[Excerpts of bounding box data]

▼

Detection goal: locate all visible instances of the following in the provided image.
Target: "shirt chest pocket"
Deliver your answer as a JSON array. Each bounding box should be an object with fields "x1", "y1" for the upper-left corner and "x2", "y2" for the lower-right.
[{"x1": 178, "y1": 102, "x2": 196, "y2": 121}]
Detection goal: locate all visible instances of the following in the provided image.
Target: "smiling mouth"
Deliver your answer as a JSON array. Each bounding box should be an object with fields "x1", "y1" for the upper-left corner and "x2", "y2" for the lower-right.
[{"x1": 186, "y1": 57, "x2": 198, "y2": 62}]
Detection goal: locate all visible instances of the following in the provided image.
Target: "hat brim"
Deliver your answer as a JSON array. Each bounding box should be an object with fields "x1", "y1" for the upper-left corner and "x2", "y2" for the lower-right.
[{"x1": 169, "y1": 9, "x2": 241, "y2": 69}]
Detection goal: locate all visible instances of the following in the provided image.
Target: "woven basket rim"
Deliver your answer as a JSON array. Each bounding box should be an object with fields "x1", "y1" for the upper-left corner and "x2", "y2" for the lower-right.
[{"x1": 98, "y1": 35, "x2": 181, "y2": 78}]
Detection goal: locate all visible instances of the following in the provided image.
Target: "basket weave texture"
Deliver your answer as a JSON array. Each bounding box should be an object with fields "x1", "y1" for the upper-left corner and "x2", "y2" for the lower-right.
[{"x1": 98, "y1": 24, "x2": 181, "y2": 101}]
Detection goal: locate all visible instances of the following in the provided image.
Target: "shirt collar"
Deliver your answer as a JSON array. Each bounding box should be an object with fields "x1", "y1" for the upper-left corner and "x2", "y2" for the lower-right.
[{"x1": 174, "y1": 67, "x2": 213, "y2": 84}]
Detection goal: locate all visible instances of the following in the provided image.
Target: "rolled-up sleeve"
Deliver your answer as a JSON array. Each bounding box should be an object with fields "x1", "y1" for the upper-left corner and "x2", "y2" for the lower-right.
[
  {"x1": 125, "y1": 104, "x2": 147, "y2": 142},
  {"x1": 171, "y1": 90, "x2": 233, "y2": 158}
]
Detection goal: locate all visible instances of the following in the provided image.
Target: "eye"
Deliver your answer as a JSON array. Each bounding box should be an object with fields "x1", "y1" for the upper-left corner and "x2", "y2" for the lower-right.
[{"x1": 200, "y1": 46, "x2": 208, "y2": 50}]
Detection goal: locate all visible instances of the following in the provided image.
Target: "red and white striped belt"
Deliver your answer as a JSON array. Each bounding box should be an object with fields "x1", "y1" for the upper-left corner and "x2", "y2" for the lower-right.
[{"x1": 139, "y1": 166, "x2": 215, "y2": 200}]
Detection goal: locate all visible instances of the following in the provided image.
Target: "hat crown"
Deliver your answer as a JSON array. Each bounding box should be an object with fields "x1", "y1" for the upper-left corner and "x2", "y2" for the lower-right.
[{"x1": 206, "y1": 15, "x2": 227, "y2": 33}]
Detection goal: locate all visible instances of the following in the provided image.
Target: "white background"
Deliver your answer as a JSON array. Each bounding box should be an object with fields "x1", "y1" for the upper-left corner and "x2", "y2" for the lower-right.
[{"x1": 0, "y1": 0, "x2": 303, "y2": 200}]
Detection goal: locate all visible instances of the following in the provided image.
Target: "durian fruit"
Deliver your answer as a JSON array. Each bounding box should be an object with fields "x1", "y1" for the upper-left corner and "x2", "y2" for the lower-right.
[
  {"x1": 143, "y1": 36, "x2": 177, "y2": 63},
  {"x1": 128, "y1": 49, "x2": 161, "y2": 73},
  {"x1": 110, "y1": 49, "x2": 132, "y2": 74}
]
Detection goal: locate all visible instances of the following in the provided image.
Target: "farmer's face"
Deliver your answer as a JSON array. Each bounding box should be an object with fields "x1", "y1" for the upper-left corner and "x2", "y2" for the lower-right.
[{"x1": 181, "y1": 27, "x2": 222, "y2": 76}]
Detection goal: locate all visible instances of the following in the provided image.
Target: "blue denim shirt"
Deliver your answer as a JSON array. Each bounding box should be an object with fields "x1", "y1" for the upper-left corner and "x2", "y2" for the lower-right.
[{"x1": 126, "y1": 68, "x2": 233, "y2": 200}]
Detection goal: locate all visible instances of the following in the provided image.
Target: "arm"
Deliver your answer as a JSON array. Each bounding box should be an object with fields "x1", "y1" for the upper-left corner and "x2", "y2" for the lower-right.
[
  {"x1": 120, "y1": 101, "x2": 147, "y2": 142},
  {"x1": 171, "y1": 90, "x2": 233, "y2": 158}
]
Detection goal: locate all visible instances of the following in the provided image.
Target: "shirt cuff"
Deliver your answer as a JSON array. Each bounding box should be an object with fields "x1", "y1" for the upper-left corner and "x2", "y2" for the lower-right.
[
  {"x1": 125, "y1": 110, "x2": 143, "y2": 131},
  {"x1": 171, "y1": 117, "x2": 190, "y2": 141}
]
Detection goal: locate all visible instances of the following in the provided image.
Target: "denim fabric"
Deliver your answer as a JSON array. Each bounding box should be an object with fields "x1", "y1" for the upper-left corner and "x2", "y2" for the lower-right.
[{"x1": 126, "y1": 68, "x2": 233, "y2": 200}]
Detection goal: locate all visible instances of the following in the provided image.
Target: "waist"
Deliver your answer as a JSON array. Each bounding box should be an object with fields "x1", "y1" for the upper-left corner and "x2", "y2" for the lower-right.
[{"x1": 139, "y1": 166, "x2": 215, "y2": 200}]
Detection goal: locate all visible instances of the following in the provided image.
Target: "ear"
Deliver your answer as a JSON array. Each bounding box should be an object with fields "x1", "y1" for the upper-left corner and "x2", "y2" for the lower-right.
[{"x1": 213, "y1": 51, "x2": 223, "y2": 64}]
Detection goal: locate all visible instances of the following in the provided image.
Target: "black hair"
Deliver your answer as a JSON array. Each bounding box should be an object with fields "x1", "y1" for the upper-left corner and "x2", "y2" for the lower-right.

▲

Identify each line of the records containing the word "white", and copy those lines. Case matters.

Task solution |
Target: "red and white striped belt"
Target: "white background"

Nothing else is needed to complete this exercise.